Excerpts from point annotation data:
○ ○ ○
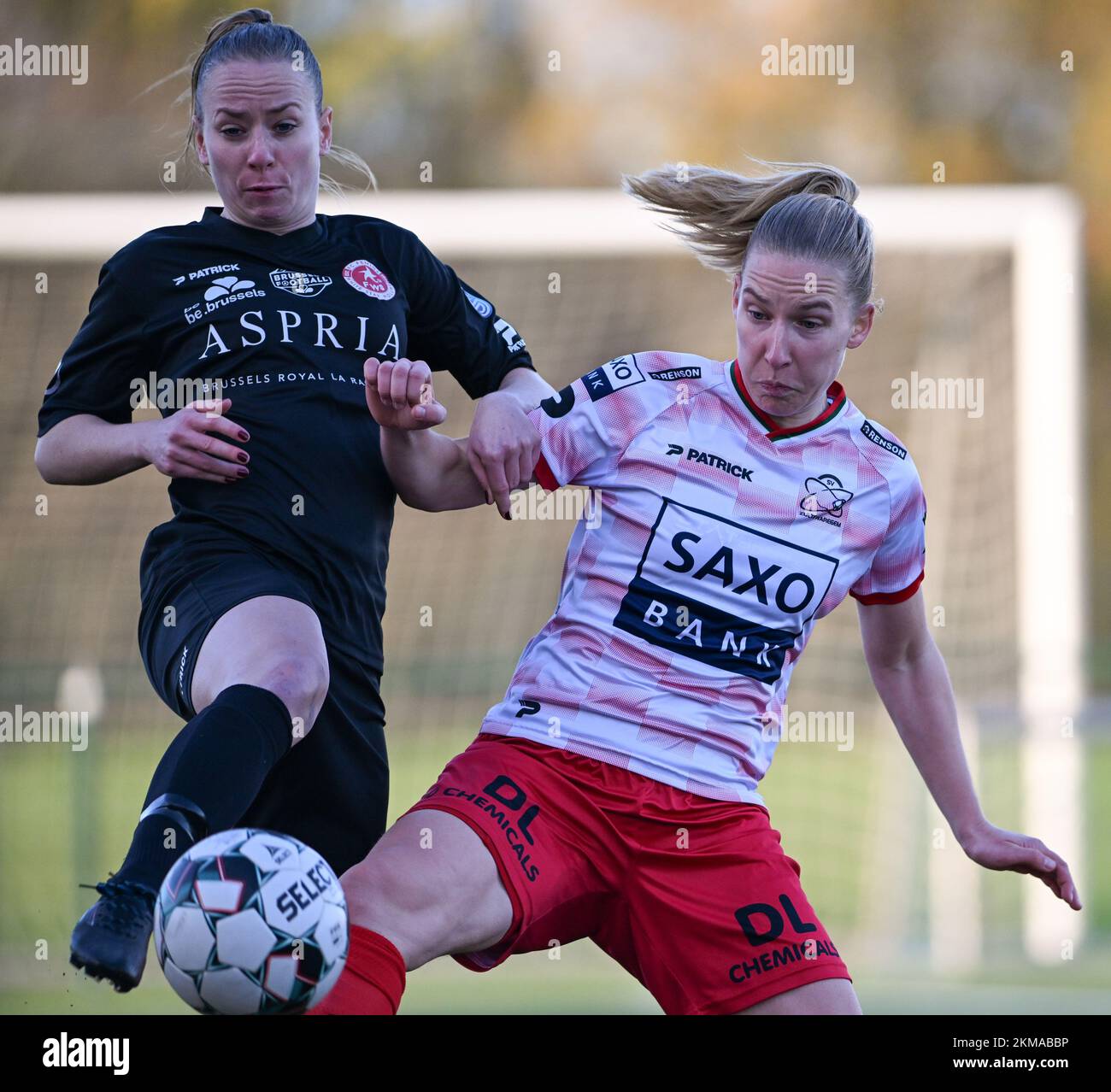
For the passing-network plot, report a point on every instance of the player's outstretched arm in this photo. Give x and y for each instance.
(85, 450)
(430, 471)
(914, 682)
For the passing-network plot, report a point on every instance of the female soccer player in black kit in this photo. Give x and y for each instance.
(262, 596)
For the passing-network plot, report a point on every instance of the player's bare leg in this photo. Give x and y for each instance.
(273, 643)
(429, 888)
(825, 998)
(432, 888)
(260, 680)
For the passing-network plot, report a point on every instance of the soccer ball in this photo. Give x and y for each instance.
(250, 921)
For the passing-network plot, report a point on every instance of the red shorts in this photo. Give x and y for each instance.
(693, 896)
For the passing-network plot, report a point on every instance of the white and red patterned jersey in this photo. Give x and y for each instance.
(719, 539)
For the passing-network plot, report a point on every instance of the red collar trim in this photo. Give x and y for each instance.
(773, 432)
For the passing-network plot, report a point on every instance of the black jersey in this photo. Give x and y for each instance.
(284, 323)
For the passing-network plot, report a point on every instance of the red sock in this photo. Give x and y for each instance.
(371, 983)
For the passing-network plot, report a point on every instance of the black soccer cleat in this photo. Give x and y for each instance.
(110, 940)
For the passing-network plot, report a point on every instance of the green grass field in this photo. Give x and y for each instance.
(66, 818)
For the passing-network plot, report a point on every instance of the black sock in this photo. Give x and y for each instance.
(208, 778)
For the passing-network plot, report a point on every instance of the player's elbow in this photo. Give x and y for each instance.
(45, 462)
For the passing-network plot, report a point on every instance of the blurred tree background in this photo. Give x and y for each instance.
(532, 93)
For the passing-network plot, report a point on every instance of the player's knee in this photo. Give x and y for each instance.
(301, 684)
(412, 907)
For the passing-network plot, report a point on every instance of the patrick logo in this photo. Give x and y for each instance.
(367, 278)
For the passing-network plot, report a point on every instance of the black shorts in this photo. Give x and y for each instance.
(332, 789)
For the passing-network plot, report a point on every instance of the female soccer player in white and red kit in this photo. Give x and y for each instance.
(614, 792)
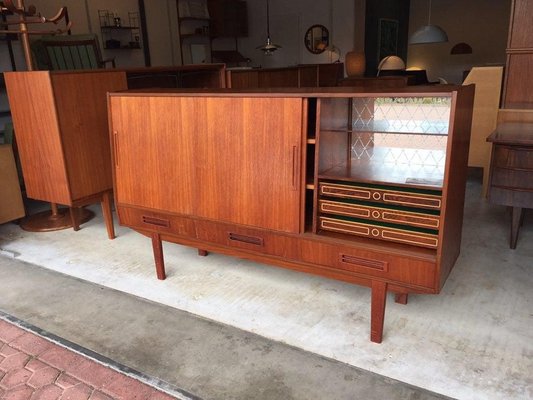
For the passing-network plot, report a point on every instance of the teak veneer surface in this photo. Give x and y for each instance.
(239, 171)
○ ○ ○
§ Written problem:
Rewrite everything from the line containing "the player's elbow" down through the last line of the items above as a numbered list with no blank lines. Leave the pictures out.

§ Written answer:
1. For the passing-network plot, report a point on every instance of the player's elbow in this photo. Give x and y for each instance.
2. (45, 462)
3. For the passing-network plot, report a point on every instance of the blurred tree background in this photo. Give x and y for each instance.
4. (532, 93)
5. For the passing-network plot, report a point on every instance of the player's knee in this photo. Give x and y for each instance.
6. (301, 684)
7. (412, 907)
8. For the passing-network plot, report a point on every instance of the patrick logo in this photo. Give x and y for each instance.
9. (367, 278)
10. For the passing-network plot, report a point on every instance of the black shorts in this photo. Give x and y for each instance.
11. (332, 789)
12. For the passing-network plot, report a point on every instance of the female soccer player in white and red kit in this photo. Give x and y for each instance.
13. (614, 792)
14. For the passing-network plot, report a point on every instance of the teak veneer surface in this photo. Give x and y for each instance.
15. (239, 171)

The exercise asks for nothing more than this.